(Problem to work on): Pick out and copy every line of the records below that contains the string "green". Case counts when matching.

(Material provided):
• • •

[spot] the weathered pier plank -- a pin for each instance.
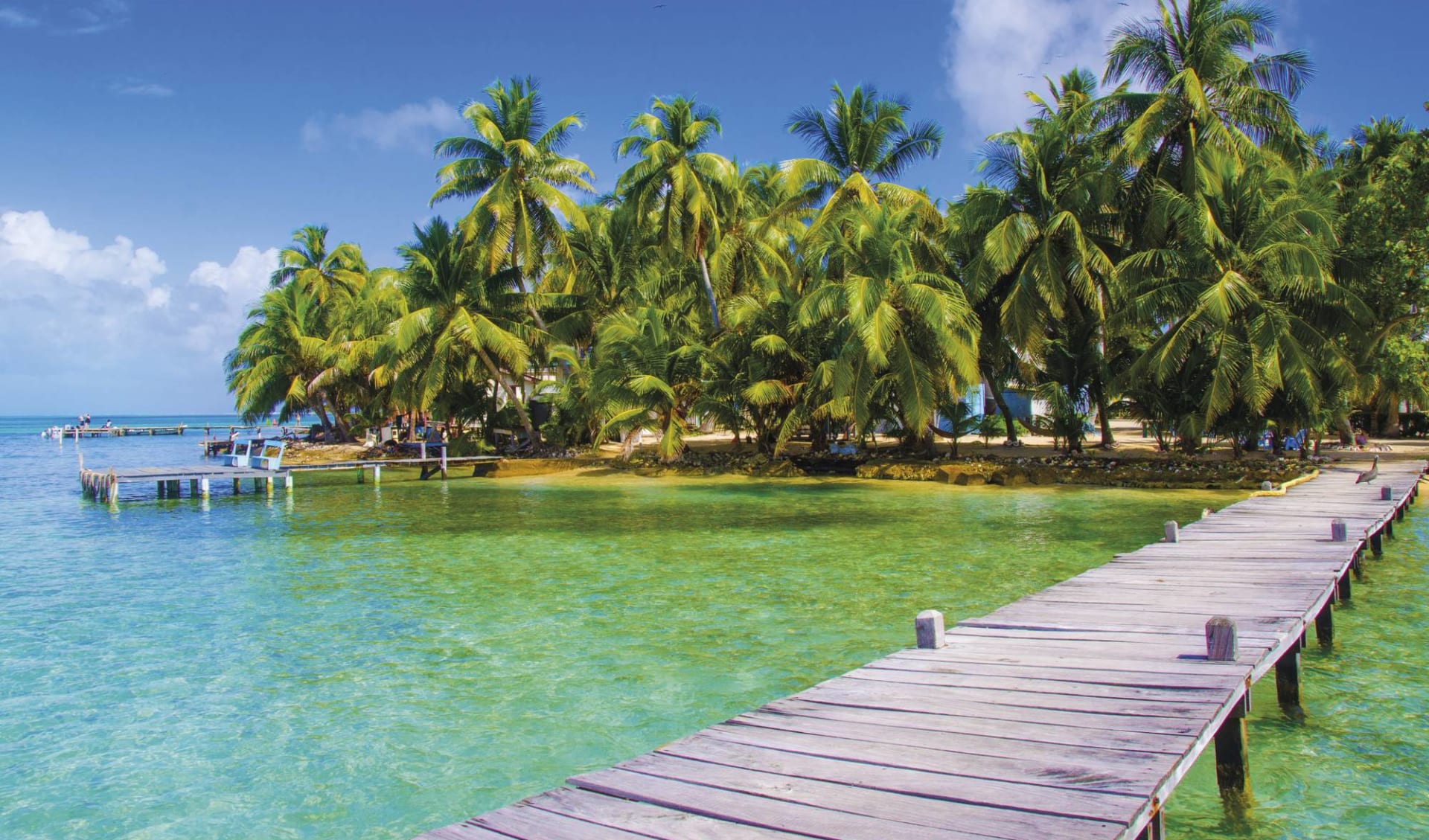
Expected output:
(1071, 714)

• • •

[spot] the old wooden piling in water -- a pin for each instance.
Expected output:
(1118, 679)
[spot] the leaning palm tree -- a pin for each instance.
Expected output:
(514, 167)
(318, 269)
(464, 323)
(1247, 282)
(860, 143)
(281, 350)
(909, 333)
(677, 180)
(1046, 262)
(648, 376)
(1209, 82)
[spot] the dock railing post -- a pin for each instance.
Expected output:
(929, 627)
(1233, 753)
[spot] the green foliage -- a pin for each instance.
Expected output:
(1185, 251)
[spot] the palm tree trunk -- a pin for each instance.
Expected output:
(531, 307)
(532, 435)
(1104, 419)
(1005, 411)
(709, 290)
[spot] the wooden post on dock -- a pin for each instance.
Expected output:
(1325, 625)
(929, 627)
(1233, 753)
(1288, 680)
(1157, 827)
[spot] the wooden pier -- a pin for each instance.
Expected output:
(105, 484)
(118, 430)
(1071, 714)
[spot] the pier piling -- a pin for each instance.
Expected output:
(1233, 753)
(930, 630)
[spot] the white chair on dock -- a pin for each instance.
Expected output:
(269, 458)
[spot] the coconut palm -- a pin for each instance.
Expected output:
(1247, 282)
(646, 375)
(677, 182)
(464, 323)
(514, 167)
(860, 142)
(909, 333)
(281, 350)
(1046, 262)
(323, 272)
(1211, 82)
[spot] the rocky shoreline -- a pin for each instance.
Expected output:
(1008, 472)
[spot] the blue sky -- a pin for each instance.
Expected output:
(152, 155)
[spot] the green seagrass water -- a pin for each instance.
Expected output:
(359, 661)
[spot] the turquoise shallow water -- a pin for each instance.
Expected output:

• • •

(Response for this exercise):
[spot] the green foliage -- a pin for each instance.
[spot] the green seagrass water -- a pin for each instance.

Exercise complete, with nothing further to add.